▶ _Task_:
Rewrite every line of the listing below, changing "red tank top" to "red sleeveless shirt" and keeping everything else the same. Omit the pictures from your version.

== Exercise inputs

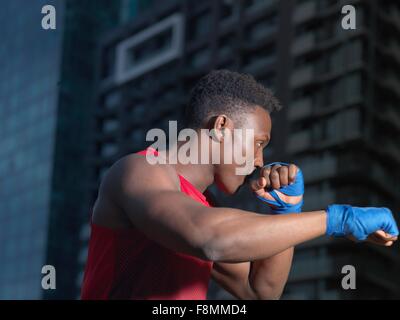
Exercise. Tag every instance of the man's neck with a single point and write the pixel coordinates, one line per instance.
(199, 175)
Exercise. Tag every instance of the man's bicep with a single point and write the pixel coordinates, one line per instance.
(169, 218)
(234, 278)
(151, 200)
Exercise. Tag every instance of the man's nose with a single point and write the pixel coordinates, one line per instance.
(259, 161)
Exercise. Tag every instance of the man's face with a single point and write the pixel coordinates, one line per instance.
(226, 175)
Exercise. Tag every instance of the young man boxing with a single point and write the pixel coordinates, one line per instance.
(155, 236)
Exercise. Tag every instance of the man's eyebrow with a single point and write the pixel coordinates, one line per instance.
(264, 136)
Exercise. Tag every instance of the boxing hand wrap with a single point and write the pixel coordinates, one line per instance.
(278, 206)
(343, 220)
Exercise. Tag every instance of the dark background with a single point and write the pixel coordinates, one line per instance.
(75, 99)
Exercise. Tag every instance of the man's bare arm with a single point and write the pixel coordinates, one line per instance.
(151, 200)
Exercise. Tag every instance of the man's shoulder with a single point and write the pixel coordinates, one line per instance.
(135, 170)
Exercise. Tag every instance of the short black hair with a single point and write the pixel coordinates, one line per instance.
(227, 92)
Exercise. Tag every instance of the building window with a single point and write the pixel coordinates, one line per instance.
(109, 125)
(262, 28)
(199, 26)
(149, 48)
(200, 58)
(109, 149)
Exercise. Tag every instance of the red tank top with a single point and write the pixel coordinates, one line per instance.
(125, 264)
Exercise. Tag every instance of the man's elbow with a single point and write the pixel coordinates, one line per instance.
(268, 293)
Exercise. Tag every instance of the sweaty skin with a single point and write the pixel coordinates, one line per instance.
(252, 252)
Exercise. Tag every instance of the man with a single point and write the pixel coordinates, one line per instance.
(155, 235)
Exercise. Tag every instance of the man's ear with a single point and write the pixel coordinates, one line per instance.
(217, 126)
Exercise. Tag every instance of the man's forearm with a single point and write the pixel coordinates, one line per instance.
(251, 237)
(268, 277)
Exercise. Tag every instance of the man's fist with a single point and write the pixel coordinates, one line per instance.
(280, 185)
(361, 223)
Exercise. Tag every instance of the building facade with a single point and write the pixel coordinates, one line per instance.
(339, 123)
(46, 95)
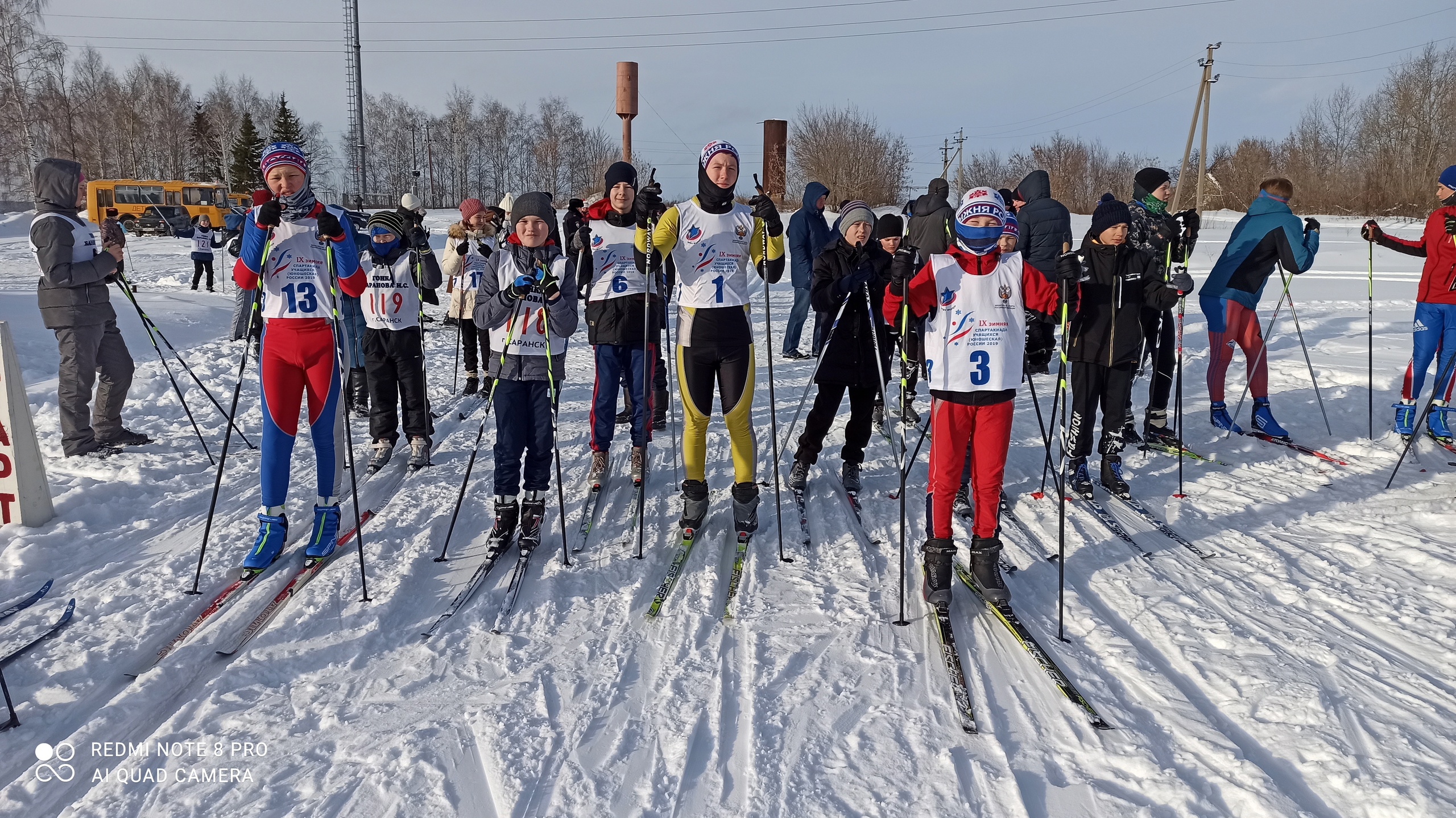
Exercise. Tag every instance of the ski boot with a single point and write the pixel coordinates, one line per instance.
(1219, 416)
(599, 469)
(325, 534)
(986, 570)
(1264, 420)
(268, 545)
(533, 508)
(746, 507)
(800, 475)
(1436, 421)
(638, 466)
(1404, 418)
(507, 516)
(937, 586)
(1113, 476)
(695, 504)
(383, 450)
(419, 453)
(1079, 479)
(961, 505)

====

▶ _Task output_:
Exercise. Tag every instance of the man's neck with a single point and write the pixel coordinates, one line per instance.
(199, 175)
Exercise. Tag every instance of the man's bicep with a single point and write the pixel coordinates, one line per instance.
(169, 218)
(234, 278)
(151, 200)
Exercise. Tag every instance of the man's nose with a single point and write the pixel coordinates, one line per instance.
(259, 161)
Exercise. Tag every instance of the man's face with a single point and write the pixel coordinates, one line per instance.
(226, 175)
Exercise. Tag every instance of the young man boxing with a single point and write the pixel coordinates, one line per instance.
(155, 236)
Exercise. Tag every instance of the man's eyebrow with a single point and write the pixel coordinates, one line per instance.
(264, 136)
Exercise. Tag every instance of the boxing hand wrap with a single point and write the pixel coordinates, one line per instance.
(278, 206)
(343, 220)
Exercise. Tag every instance of the dark background with a single point and write the pixel coordinates, one line per instance.
(75, 99)
Exercise. Tag every instance of the man's bare arm with a single point and write the pixel coordinates, one line per instance.
(151, 200)
Exercise. Tag every instance of the man's shoulder with a single point and write the pixel coordinates, one line per instance.
(135, 170)
Exercise. Tag every instance of the short black hair with a single point and write the pixel coordinates, one line per instance.
(227, 92)
Exercise. Tag every instance of the building window with a single point and write the pixel coordinates, one line per instance.
(109, 125)
(262, 28)
(199, 26)
(149, 48)
(200, 58)
(109, 149)
Exercise. Tag every instance of the red sleeveless shirt with a single point and write the pixel coordinates, one line per instance.
(125, 264)
Exercise. Tag every instance of the man's elbow with a single point and write the pixel coordinates, one line per instance.
(268, 293)
Exercise. Tag every instance of the sweaty skin with a single point and write the pixel coordinates, one line per instance.
(252, 252)
Exercise. Tag every instance of the man with a single point and write the pixel coordinates, one line per instance.
(155, 235)
Exercise. Tag every instance of the man's ear with a single point and write the pixel coordinates, one line per instance.
(217, 126)
Exercise. Tag every instance of the man's forearm with a single point and write the pixel coordinates, one line per instance.
(251, 237)
(268, 277)
Exercise. Tag every instance of the man's fist with a single point and write the pixel coordinates, one line per instance.
(280, 185)
(361, 223)
Exercise. Tag every instance of the building facade with a single point and write the pixel coordinates, one line per instance.
(339, 123)
(46, 95)
Exercise. Tag every instance of the ski boot with a single point and write the pixel coordinates, one line per instance.
(1219, 416)
(599, 469)
(325, 534)
(986, 570)
(1264, 420)
(268, 545)
(533, 508)
(746, 507)
(800, 475)
(1436, 421)
(638, 466)
(1404, 418)
(507, 516)
(937, 586)
(1113, 476)
(695, 504)
(383, 450)
(419, 453)
(1079, 479)
(961, 505)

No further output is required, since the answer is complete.